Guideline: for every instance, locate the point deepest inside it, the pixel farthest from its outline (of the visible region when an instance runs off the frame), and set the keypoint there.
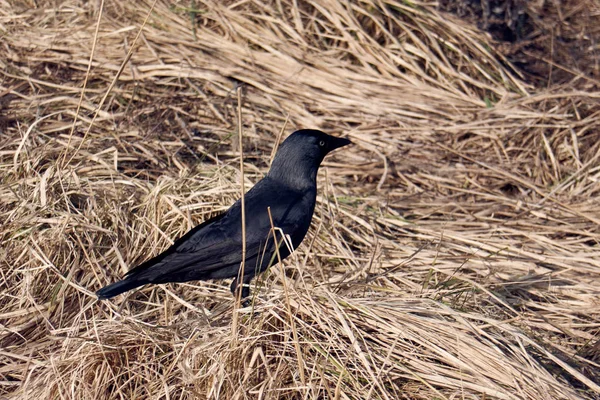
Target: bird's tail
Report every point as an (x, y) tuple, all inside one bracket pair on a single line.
[(117, 288)]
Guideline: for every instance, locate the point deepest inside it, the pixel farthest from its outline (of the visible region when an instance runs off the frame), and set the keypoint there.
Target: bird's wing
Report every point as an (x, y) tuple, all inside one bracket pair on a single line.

__Exercise details__:
From the line containing "Target: bird's wing" to the last line of the data above, copy each line exactly and add nothing.

__Task answer__:
Target: bird's wing
Report every point as an (x, y) tuple, all inside one bracket pair on a single line.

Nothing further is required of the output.